• Passage shown:
[Start of section]
Texas A&M gives downtown Fort Worth a thumbs up for $250 million ‘Aggieland North’ campus
A Texas A&M University campus dubbed “Aggieland North” is in the works for downtown Fort Worth.
The Texas A&M System Research and Innovation Center would be built alongside a new Education Alliance building that would host conferences and house professional, technical, and university courses offered by the Texas A&M School of Law, Tarleton State University, Texas A&M University, the Texas A&M Health Science Center, and other alliance members, officials announced November 10.
“The shared vision is to create a hub for collaboration between key Fort Worth industries and top research, education, and workforce training assets of the Texas A&M System. The shared goal is to spur business and job growth in one of the nation’s fastest-growing cities and throughout North Texas,” the system says in a news release.
The innovation center and education building would form the nucleus of the new campus, along with a new law school at 1515 Commerce St. The buildings would be built in phases, starting with the Research and Innovation Center.
[End of section]
• Information shown:
[Start of section]
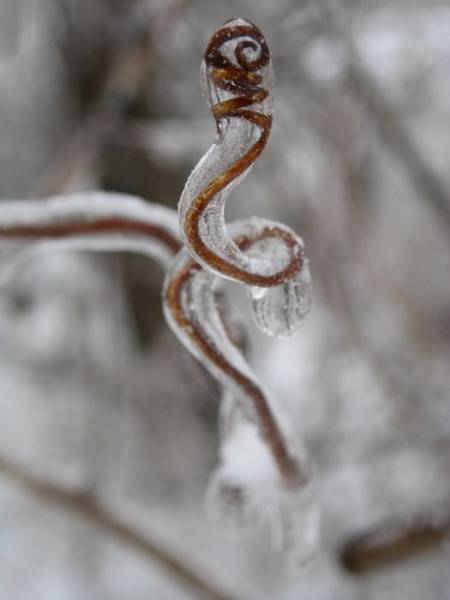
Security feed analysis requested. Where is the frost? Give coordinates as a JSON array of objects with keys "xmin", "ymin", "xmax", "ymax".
[
  {"xmin": 179, "ymin": 19, "xmax": 311, "ymax": 336},
  {"xmin": 206, "ymin": 395, "xmax": 320, "ymax": 570}
]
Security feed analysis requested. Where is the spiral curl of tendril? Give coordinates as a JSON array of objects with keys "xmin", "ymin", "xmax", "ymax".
[
  {"xmin": 179, "ymin": 19, "xmax": 310, "ymax": 335},
  {"xmin": 0, "ymin": 192, "xmax": 301, "ymax": 485}
]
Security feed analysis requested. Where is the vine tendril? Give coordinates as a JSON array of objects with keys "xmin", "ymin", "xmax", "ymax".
[{"xmin": 179, "ymin": 19, "xmax": 309, "ymax": 335}]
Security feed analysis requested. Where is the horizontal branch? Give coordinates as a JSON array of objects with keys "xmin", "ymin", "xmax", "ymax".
[{"xmin": 0, "ymin": 455, "xmax": 243, "ymax": 600}]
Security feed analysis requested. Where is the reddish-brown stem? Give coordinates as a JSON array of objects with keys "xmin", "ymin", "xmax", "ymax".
[
  {"xmin": 183, "ymin": 24, "xmax": 303, "ymax": 288},
  {"xmin": 165, "ymin": 227, "xmax": 307, "ymax": 487}
]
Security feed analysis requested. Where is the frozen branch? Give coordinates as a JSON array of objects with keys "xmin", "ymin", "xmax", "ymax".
[{"xmin": 0, "ymin": 455, "xmax": 243, "ymax": 600}]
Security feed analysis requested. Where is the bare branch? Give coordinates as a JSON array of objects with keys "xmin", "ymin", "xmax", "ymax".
[{"xmin": 0, "ymin": 455, "xmax": 243, "ymax": 600}]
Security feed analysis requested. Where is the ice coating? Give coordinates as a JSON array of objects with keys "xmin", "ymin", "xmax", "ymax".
[
  {"xmin": 206, "ymin": 394, "xmax": 320, "ymax": 569},
  {"xmin": 0, "ymin": 192, "xmax": 181, "ymax": 268},
  {"xmin": 163, "ymin": 219, "xmax": 308, "ymax": 487},
  {"xmin": 179, "ymin": 19, "xmax": 310, "ymax": 335}
]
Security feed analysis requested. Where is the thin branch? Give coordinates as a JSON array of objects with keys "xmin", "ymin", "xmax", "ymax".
[
  {"xmin": 339, "ymin": 515, "xmax": 450, "ymax": 575},
  {"xmin": 322, "ymin": 1, "xmax": 450, "ymax": 225},
  {"xmin": 0, "ymin": 455, "xmax": 243, "ymax": 600}
]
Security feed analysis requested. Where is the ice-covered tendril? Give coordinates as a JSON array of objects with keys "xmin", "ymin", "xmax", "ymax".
[
  {"xmin": 0, "ymin": 192, "xmax": 303, "ymax": 483},
  {"xmin": 163, "ymin": 218, "xmax": 307, "ymax": 487},
  {"xmin": 179, "ymin": 19, "xmax": 310, "ymax": 335}
]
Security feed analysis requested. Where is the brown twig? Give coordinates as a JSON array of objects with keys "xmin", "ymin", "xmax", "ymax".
[
  {"xmin": 0, "ymin": 455, "xmax": 243, "ymax": 600},
  {"xmin": 339, "ymin": 510, "xmax": 450, "ymax": 575}
]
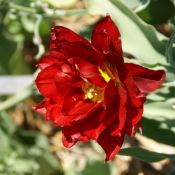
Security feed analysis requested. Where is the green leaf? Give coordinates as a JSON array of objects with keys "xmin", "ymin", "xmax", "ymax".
[
  {"xmin": 137, "ymin": 0, "xmax": 175, "ymax": 24},
  {"xmin": 86, "ymin": 0, "xmax": 167, "ymax": 65},
  {"xmin": 142, "ymin": 117, "xmax": 175, "ymax": 146},
  {"xmin": 119, "ymin": 147, "xmax": 175, "ymax": 162},
  {"xmin": 143, "ymin": 98, "xmax": 175, "ymax": 121},
  {"xmin": 166, "ymin": 30, "xmax": 175, "ymax": 66},
  {"xmin": 0, "ymin": 25, "xmax": 17, "ymax": 74}
]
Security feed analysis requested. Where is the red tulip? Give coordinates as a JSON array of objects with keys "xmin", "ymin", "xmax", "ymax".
[{"xmin": 35, "ymin": 16, "xmax": 165, "ymax": 160}]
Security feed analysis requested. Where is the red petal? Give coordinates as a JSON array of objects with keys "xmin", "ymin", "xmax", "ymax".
[
  {"xmin": 62, "ymin": 127, "xmax": 89, "ymax": 148},
  {"xmin": 33, "ymin": 100, "xmax": 47, "ymax": 115},
  {"xmin": 126, "ymin": 63, "xmax": 166, "ymax": 93},
  {"xmin": 37, "ymin": 54, "xmax": 64, "ymax": 69},
  {"xmin": 57, "ymin": 42, "xmax": 104, "ymax": 66},
  {"xmin": 97, "ymin": 129, "xmax": 124, "ymax": 161},
  {"xmin": 62, "ymin": 89, "xmax": 99, "ymax": 120},
  {"xmin": 125, "ymin": 100, "xmax": 143, "ymax": 136},
  {"xmin": 35, "ymin": 66, "xmax": 58, "ymax": 97},
  {"xmin": 69, "ymin": 58, "xmax": 106, "ymax": 87},
  {"xmin": 92, "ymin": 16, "xmax": 123, "ymax": 57}
]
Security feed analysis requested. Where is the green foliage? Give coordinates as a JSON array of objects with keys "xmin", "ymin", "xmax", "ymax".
[
  {"xmin": 0, "ymin": 112, "xmax": 62, "ymax": 175},
  {"xmin": 119, "ymin": 147, "xmax": 175, "ymax": 162},
  {"xmin": 0, "ymin": 0, "xmax": 175, "ymax": 175},
  {"xmin": 137, "ymin": 0, "xmax": 175, "ymax": 24}
]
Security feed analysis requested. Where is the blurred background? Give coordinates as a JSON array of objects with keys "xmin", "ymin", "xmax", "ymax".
[{"xmin": 0, "ymin": 0, "xmax": 175, "ymax": 175}]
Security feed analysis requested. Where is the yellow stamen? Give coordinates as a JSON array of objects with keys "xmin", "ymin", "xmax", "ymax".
[{"xmin": 98, "ymin": 68, "xmax": 111, "ymax": 82}]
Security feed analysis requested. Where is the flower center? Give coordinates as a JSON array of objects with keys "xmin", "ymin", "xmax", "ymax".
[
  {"xmin": 83, "ymin": 82, "xmax": 104, "ymax": 103},
  {"xmin": 98, "ymin": 68, "xmax": 111, "ymax": 82}
]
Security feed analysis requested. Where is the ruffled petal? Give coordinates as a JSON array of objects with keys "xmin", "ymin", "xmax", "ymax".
[
  {"xmin": 97, "ymin": 129, "xmax": 124, "ymax": 161},
  {"xmin": 37, "ymin": 53, "xmax": 64, "ymax": 70},
  {"xmin": 69, "ymin": 58, "xmax": 106, "ymax": 87},
  {"xmin": 35, "ymin": 66, "xmax": 60, "ymax": 97},
  {"xmin": 57, "ymin": 42, "xmax": 104, "ymax": 66},
  {"xmin": 62, "ymin": 127, "xmax": 89, "ymax": 148},
  {"xmin": 92, "ymin": 16, "xmax": 123, "ymax": 57},
  {"xmin": 126, "ymin": 63, "xmax": 166, "ymax": 93}
]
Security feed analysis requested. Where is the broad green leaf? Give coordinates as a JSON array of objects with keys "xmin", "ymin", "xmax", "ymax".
[
  {"xmin": 120, "ymin": 0, "xmax": 150, "ymax": 11},
  {"xmin": 119, "ymin": 147, "xmax": 175, "ymax": 162},
  {"xmin": 141, "ymin": 117, "xmax": 175, "ymax": 146},
  {"xmin": 166, "ymin": 30, "xmax": 175, "ymax": 65},
  {"xmin": 0, "ymin": 25, "xmax": 17, "ymax": 74},
  {"xmin": 137, "ymin": 0, "xmax": 175, "ymax": 24},
  {"xmin": 86, "ymin": 0, "xmax": 167, "ymax": 65},
  {"xmin": 143, "ymin": 98, "xmax": 175, "ymax": 121},
  {"xmin": 43, "ymin": 0, "xmax": 76, "ymax": 8}
]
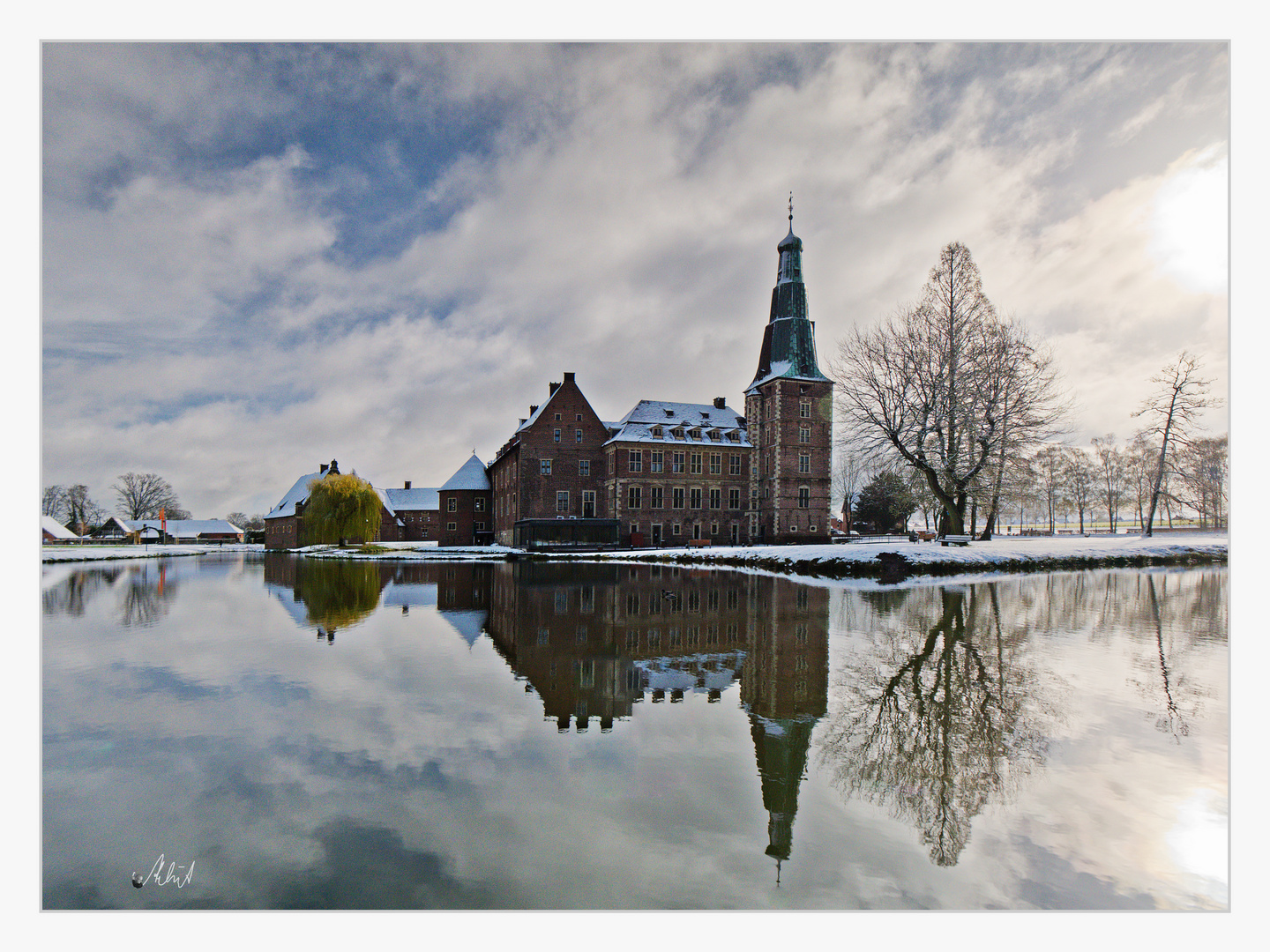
[End of section]
• Study questions:
1) Reproduce the Aggieland North article starting at "The innovation center" and ending at "and Innovation Center.", with "nucleus" replaced by "core".
2) Using the Aggieland North article, mark each statement yes or no and quote the words that decide it. (a) The new law school would be at 1515 Commerce St. (b) The Education Alliance building would be the first to go up. (c) Officials made the announcement on November 10.
3) Carry the article about the Aggieland North campus in downtown Fort Worth forward from its last sentence.

• Answers to the exercises:
1)
The innovation center and education building would form the core of the new campus, along with a new law school at 1515 Commerce St. The buildings would be built in phases, starting with the Research and Innovation Center.

2)
(a) Yes: "along with a new law school at 1515 Commerce St."
(b) No: "The buildings would be built in phases, starting with the Research and Innovation Center."
(c) Yes: "officials announced November 10."

3)
Texas A&M expects to break ground next summer on the first building — the research center. The three-building project carries an estimated price tag of $250 million.
Officials with Texas A&M, the City of Fort Worth, Tarrant County, and the private Fort Worth Now group still are working out details.
“The A&M System is making a Texas-sized commitment to Fort Worth,” Chancellor John Sharp said. “Welcome to Aggieland North.”
The Texas A&M System owns four blocks in the area of the proposed project, and the City of Fort Worth has property nearby that potentially could be used. (It's in a southeast section of downtown known long ago as "Hell's Half Acre" for its bars and brothels.)
The A&M Research and Innovation Center might house programs in fields such as emergency response communication, medical technologies, advanced manufacturing, nutrition, biotech, medical laboratory science, and nursing. Six local employers — Alcon, AT&T, Bell, Elbit Systems of America, Lockheed Martin, and Philips — have expressed interested in collaboration on research conducted at the center. Also, an incubator for startups might relocate to the Texas A&M campus.
The new law school would take the place of a former Southwestern Bell facility that was converted for office use to house the current law school. The school also occupies leased space in a nearby building. Plans call for renovating or rebuilding the law school to accommodate growing enrollment.
The Texas A&M Board of Regents would need to approve construction associated with the project, while the Fort Worth City Council and the Tarrant County Court of Commissioners would be required to endorse key parts of the plan.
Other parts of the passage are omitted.